> DESCRIPTION OF THE TASK: Everything in the records must be copied exactly, apart from the pictures.

> MATERIAL PROVIDED:
_ _ _
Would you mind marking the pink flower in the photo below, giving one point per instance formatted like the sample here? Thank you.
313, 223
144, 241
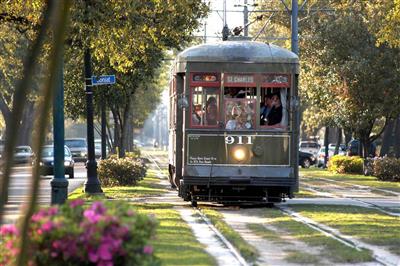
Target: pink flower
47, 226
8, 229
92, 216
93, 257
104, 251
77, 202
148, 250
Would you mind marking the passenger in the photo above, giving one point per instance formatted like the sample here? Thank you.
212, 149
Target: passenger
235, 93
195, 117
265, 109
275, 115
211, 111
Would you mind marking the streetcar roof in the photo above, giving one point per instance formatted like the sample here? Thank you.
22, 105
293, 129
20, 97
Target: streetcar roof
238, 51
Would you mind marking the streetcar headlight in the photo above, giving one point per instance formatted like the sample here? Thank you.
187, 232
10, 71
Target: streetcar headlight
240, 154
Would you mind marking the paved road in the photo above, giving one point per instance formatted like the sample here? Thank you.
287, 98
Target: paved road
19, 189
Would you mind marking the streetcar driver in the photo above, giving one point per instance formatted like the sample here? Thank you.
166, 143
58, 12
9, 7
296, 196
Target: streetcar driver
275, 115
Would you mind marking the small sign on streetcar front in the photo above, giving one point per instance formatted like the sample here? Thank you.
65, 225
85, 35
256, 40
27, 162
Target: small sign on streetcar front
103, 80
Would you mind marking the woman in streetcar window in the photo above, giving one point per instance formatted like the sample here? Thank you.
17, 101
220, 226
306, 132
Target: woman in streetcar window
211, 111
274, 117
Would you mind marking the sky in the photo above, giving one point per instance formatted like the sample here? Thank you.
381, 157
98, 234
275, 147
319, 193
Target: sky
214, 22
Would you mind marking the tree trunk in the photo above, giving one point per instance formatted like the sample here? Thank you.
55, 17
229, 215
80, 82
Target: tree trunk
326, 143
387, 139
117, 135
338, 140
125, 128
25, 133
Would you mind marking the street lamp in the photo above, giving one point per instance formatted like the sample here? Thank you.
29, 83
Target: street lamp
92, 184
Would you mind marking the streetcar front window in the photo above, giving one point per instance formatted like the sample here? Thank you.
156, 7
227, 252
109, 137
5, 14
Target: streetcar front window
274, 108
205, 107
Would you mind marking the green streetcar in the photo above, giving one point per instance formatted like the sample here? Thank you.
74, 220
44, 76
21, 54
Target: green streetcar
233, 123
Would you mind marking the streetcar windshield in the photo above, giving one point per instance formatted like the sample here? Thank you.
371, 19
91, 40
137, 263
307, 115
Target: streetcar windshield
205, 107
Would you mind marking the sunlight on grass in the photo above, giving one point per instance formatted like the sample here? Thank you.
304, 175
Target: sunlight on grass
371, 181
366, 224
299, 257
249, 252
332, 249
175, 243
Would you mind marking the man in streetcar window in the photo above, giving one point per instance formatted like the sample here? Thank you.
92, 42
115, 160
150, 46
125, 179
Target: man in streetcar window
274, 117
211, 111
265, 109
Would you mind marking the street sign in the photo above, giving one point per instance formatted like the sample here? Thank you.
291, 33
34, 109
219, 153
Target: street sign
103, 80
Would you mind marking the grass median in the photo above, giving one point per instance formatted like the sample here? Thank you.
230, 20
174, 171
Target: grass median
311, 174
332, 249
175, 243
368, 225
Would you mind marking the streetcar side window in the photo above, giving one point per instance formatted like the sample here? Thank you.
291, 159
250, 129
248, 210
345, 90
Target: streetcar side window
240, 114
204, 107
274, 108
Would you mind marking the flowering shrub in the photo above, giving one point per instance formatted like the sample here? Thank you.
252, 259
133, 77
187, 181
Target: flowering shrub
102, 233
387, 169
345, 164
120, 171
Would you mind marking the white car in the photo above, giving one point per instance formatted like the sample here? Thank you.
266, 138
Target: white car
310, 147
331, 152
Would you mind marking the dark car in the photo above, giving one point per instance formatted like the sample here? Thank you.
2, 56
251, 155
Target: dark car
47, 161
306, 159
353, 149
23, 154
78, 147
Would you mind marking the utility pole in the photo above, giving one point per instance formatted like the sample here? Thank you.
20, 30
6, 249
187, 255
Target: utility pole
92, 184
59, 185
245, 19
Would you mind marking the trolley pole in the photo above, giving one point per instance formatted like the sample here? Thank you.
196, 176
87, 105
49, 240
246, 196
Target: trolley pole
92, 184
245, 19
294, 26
_ _ _
> FINISHED TASK:
Would you mind marking the pink flower in the photo below, giving one point per instance formatted like the sample here? Thank you.
313, 223
144, 241
Target: pink flower
47, 226
8, 229
92, 216
93, 257
104, 251
77, 202
148, 250
Would you mind marking the passenger in the photo above, giving one point per instance formatted like the sample here? Thank you.
212, 149
Target: passenger
235, 93
195, 117
265, 109
275, 115
211, 111
Would you mind marking the streetcar roof in the photo above, giving one point per instance formatted like the sample here? Thank you.
22, 105
293, 129
20, 97
Target: streetcar roof
238, 51
Would you mind marking the streetcar headlight in the photo above, giving one point per instance formatted like the sample here? Thank you.
187, 232
10, 71
Target: streetcar headlight
240, 154
Would you mind marking the paved road in the photo above, giving one point per instance formatted like the sample here? Thank you.
287, 98
Target: paved road
19, 189
Would you mind marking the streetcar driver in the photo above, giving one point per instance formatted like the sample here? Thank you.
166, 143
58, 12
9, 7
296, 196
Target: streetcar driver
275, 115
Would you mind marking the small sign on streetcar front in the photo above, giving one point per instance formatted like the sample here? Thank you.
65, 225
85, 35
256, 40
27, 162
Target: small sign on streetcar front
103, 80
Would you mind marking the woman in streetcar window in the photo above, giving one point per instance formatted like the sample here? Thank you.
17, 101
220, 226
306, 132
Target: woman in streetcar window
211, 111
274, 117
Would you mind marking the sky in the photo above, giving one point per instance formatted like the sample here? Thank you.
381, 157
98, 234
275, 147
319, 193
Target: sky
214, 22
Would you mind marking the tree trunk in the photo above, giving one point per instance formatted like the sample here? Thank you.
55, 17
229, 215
80, 82
Target: tree trunk
326, 143
387, 139
117, 135
338, 140
125, 128
25, 133
Would you mind marking the street lamp in the photo above, giving one point per instance formatted like the sample here? Thank you.
29, 83
Target: street lamp
92, 184
Would you mind marking the streetcar front window in the photo above, giving one point per instance formatted like the sample here? Thank you.
156, 7
227, 252
109, 137
5, 14
Target: streetcar front window
274, 108
205, 107
Would you mind marking the green streetcar in the photo above, giving one point per instance formatted like the sample here? Thank you.
74, 220
44, 76
21, 54
Target: green streetcar
233, 123
Would you mind marking the streetcar windshield in the photo above, giving one point per instance formatted like the sample here? Thank you.
371, 19
91, 40
137, 263
307, 115
Target: streetcar windshield
205, 107
Would you mind marking the sunlight on grass in the photo above, giving one point per instance formatted like the sample here? Thank you.
304, 175
Target: sunlight on grass
371, 181
366, 224
299, 257
249, 252
332, 249
175, 243
Would you mind marking the man in streetcar window in the photo above, giving one point per instance formatted like the sample here? Thank you.
92, 42
115, 160
150, 46
125, 179
Target: man in streetcar window
274, 117
211, 111
265, 109
Would you mind marking the street sign in the photo above, giving one point per instance formatted like the sample here? Thank you.
291, 33
34, 109
219, 153
Target: street sign
103, 80
Would you mind marking the grass median in the photo above, giving one point per instance formatted like the sample here? Thank you.
230, 20
174, 171
Target: grass median
311, 174
332, 249
175, 243
368, 225
Would you mind marking the streetcar side window in the photo above, giving one point per instance formatted like the sample here? Thank you.
291, 159
250, 129
248, 210
345, 90
Target: streetcar side window
240, 114
204, 107
274, 108
Would you mind marking the flowering shrub in the photo above, giving one point per instance formatted like the sample here? Thank you.
252, 259
133, 77
187, 181
Target: flowering shrub
102, 233
387, 169
345, 164
120, 171
Would you mind marking the white car in the photo above, giving one point per instance formatted like the sample here? Thank you.
266, 138
Target: white car
310, 147
331, 152
Would you mind marking the dark car in the photo above, giving one point per instance formatted like the sample here? Thank you.
2, 56
251, 155
Target: dark car
47, 161
306, 159
353, 149
23, 154
78, 147
Would you mind marking the utility pole in the photo above, giving one point per instance formatted like the sample here? Thank you.
20, 30
6, 249
187, 255
Target: utility pole
92, 184
59, 185
245, 19
Would you mind marking the trolley pole in the photo above, giving one point per instance formatted like the sample here? Thank you.
196, 176
87, 105
49, 240
246, 196
Target: trolley pole
92, 184
245, 19
294, 26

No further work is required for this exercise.